It is also advisable to create another type of test to check whether errors are raised, using the context with pytest.raises(Exception):

testdata_fail = [
    1,
    "a",
]

@pytest.mark.parametrize("numbers", testdata_fail)
def test_calculate_mean_fail(numbers):
    with pytest.raises(Exception):
        calculate_mean(numbers)

In this case, the test will be a success on the function returns an error with the testdata_fail data.

5 – Use mocks

As mentioined in introduction, the purpose of a unit test is to test a single unit of code and, above all, it must not depend on external components. This is where mocks come in.

Mocks simulate the behavior of a constant, a function or even a class. To create and use mocks, we’ll use the pytest-mock package. To install it:

pip install pytest-mock (in your virtual environment)

uv add pytest-mock

a) Mock a function

To illustrate the use of a mock, let’s take our test_calculate_stats.py script and implement the test for the calculate_std() function. The problem is that it depends on the calculate_mean() function. So we’re going to use the mocker.patch method to mock its behavior.

Material supplied ::
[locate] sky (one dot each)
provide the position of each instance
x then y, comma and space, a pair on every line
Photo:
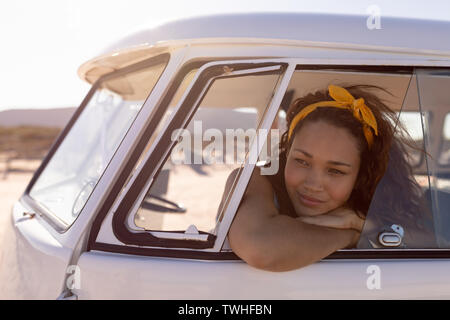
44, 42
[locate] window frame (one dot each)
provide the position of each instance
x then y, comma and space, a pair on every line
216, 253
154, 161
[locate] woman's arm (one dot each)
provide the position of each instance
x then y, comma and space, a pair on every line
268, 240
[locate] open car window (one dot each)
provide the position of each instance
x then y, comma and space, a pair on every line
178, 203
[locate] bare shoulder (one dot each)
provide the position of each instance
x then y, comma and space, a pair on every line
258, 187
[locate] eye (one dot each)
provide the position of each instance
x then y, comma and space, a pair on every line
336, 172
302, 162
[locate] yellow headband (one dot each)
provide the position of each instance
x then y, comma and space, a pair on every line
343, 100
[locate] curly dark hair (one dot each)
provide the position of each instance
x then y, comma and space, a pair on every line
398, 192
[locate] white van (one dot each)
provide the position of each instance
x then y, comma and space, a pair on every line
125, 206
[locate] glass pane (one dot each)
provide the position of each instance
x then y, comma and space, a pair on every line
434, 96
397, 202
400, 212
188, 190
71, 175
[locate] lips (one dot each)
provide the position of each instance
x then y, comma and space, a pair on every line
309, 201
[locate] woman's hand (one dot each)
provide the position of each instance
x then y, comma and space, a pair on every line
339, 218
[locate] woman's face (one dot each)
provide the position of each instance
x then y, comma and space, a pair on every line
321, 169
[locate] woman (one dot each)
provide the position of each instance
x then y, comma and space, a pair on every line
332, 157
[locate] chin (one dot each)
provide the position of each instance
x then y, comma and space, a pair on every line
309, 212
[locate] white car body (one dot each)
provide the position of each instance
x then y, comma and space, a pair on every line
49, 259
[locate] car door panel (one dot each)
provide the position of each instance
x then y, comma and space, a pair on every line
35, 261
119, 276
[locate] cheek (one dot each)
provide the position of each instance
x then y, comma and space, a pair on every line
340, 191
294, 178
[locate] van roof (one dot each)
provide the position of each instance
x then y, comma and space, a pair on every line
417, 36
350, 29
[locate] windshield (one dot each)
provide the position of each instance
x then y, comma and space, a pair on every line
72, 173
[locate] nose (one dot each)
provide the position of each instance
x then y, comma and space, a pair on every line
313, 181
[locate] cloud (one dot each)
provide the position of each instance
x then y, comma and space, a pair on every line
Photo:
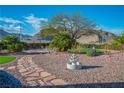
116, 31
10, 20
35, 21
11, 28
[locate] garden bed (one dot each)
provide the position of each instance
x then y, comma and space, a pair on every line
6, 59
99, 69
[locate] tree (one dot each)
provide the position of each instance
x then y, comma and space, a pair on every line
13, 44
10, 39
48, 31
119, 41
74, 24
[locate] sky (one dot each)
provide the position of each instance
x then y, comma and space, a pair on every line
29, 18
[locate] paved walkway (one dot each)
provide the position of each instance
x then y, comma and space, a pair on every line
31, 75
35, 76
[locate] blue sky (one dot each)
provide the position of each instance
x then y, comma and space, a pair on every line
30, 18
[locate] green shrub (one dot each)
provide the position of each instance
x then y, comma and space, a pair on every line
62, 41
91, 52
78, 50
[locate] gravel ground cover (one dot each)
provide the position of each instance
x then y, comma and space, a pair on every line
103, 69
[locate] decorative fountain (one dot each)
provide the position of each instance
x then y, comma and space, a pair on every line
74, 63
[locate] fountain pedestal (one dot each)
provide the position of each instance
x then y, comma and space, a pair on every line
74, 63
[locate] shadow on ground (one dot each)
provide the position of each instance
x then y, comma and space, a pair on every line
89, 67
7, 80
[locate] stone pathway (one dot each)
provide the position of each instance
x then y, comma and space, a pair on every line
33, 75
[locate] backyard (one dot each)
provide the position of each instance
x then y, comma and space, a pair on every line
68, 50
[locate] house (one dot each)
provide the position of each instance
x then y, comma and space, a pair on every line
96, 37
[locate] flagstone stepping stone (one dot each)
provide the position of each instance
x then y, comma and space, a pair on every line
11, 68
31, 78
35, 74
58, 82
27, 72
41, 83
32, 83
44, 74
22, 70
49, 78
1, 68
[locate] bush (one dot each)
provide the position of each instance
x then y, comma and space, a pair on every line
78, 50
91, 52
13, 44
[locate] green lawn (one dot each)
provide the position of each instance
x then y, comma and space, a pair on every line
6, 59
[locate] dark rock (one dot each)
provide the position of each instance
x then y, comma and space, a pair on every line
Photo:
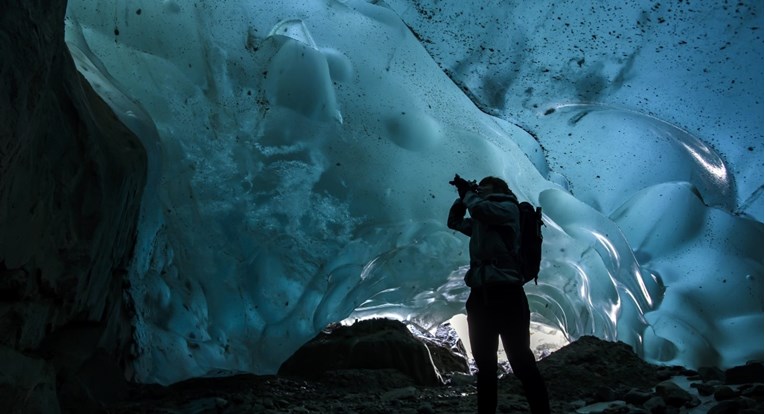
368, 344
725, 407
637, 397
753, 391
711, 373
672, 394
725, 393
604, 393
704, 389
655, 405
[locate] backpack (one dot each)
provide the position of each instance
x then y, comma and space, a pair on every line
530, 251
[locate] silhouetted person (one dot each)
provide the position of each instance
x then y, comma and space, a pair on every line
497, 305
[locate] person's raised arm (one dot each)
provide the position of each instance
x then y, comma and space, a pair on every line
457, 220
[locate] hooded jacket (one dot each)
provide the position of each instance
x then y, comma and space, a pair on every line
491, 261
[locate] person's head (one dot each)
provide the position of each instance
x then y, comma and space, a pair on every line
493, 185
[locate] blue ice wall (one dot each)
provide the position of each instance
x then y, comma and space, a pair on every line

Directive ::
From the pytest tutorial excerpt, extract the passage starting at "pip install pytest-mock" and ending at "mock its behavior.". The listing is separate material and does not belong to the pytest tutorial excerpt.

Task solution ::
pip install pytest-mock (in your virtual environment)

uv add pytest-mock

a) Mock a function

To illustrate the use of a mock, let’s take our test_calculate_stats.py script and implement the test for the calculate_std() function. The problem is that it depends on the calculate_mean() function. So we’re going to use the mocker.patch method to mock its behavior.